[Task to carry out]:
Every record below should be printed exactly as given.

##############################

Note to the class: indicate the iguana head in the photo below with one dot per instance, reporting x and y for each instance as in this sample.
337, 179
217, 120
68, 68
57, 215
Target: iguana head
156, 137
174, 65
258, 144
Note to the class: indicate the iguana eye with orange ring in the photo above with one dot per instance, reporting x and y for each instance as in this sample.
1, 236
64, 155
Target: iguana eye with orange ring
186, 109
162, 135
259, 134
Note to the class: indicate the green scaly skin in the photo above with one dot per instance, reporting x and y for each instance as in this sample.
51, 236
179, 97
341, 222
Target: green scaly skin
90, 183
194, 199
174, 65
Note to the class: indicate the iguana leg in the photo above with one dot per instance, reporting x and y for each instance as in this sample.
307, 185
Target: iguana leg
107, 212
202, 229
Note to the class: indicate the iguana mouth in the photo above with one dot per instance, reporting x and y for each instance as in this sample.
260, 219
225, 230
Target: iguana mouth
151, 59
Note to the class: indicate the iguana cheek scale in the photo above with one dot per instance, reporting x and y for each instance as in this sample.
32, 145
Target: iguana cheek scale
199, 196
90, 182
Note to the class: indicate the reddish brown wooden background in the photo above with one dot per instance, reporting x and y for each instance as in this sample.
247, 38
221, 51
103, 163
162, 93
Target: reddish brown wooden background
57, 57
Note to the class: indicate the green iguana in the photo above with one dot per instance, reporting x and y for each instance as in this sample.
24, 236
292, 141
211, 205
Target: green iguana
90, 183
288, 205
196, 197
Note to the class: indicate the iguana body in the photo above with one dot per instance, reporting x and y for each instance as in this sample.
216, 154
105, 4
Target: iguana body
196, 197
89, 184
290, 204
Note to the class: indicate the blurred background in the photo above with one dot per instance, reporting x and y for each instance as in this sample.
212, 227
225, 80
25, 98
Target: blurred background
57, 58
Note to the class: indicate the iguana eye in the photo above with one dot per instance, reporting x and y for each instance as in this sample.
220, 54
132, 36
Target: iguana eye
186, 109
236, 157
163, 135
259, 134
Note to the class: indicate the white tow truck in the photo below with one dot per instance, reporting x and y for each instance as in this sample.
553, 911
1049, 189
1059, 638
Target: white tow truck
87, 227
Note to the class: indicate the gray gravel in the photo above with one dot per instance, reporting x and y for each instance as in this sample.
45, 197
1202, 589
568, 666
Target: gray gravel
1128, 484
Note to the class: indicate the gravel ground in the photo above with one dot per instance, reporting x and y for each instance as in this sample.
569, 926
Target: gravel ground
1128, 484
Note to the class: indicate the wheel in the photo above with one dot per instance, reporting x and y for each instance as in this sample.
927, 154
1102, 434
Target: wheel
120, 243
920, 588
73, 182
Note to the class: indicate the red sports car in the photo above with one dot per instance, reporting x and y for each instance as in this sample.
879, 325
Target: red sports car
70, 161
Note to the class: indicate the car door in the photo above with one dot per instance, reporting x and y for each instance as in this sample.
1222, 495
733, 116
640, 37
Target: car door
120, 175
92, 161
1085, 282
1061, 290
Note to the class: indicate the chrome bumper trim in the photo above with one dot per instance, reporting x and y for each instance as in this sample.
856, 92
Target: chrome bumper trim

##############################

[Task result]:
Note to the class: indicate the iguana head in the photo below with one dot per instance, reporting x and y for each instance as in this sample.
337, 179
217, 120
68, 68
57, 215
Target: iguana head
156, 137
174, 65
258, 144
Note to the class: indicate the iguana eye with orange ring in the photo above with one dot per instance, reporting x and y for each instance as in this sample.
1, 236
64, 155
Target: iguana eye with orange ring
186, 109
162, 135
259, 134
Note to the class: indicate the green scaly skin in the photo above with one dot per instance, reporting x and y for each instance as in this sample.
51, 236
179, 97
341, 222
Target: green scaly skin
90, 183
194, 199
174, 65
Note to the class: indicate the iguana leg in the photo above with one dot per instance, reporting x and y for each instance as in this sample.
307, 185
Target: iguana leg
107, 212
202, 229
Note to the class: indicate the iguana mouth in the photo above with one dot per instance, reporting x and y for each instance as in this sample.
260, 219
225, 230
Target: iguana mouth
151, 59
Note to the class: indicate the iguana cheek scale in the photo above with one dot per instance, reporting x and y for each instance as in this sample.
32, 145
Target: iguana cheek scale
199, 196
90, 182
Note to the class: indicate the reddish brown wooden background in the photo above with one dot per instance, reporting x and y for each instance as in this sample.
247, 38
221, 51
103, 163
162, 93
Target: reddish brown wooden background
57, 57
Note to the class: indicate the green iguana in the photo above with one dot per instance, reporting x and y for each instance as in this sample.
24, 236
292, 141
211, 205
Target: green iguana
90, 183
288, 205
196, 197
Note to the class: indicate the iguana body in the photo above with one dot per instance, reporting x and y for each instance as in this sample.
216, 154
105, 4
Target: iguana body
196, 197
89, 184
290, 204
Note to the class: indicate the blurred background in the photo above with one dot per instance, reporting x and y for each instance as in this sample.
212, 227
225, 80
25, 98
Target: blurred background
57, 58
Note to the class: indicate the iguana eye in the photo above with one dot per instance, reporting x and y for each instance as in this sample.
220, 54
132, 36
Target: iguana eye
186, 109
236, 157
163, 135
259, 134
Note to the class: indicate the white tow truck in the photo below with one dot per instance, reporting x and y for each instance as in this sample.
553, 911
1049, 189
1059, 638
Target: white tow truck
87, 227
Note to the class: indicate the gray gravel in the photo above with one dot per instance, reporting x and y for each instance as in this sample.
45, 197
1202, 589
568, 666
Target: gray gravel
1128, 484
Note to the class: indicate the gravel ground in the photo above with one dot per instance, reporting x and y for each instance as in this sample.
569, 926
Target: gravel ground
1128, 484
Note to the class: indicate the wheel in the photo above with one dot per instance, reporting x and y for each instance as in this sample.
927, 154
1102, 434
Target: wheel
120, 243
920, 588
73, 182
Note to the class: indicate the red sports car in the photo above with one dot per instance, reporting x and y for each instance as in this sample.
879, 325
Target: red sports car
70, 161
Note to the class: indicate the car door in the photo above with one dot per instance, reporting x and y for each instance as in this sample.
1222, 495
733, 116
640, 37
Target: car door
120, 175
92, 161
1085, 282
1061, 290
Note to the class: indicate the chrome bumper trim in the photo above with one dot per instance, reporting x and y for each instance as in this sample.
856, 92
Target: chrome bumper trim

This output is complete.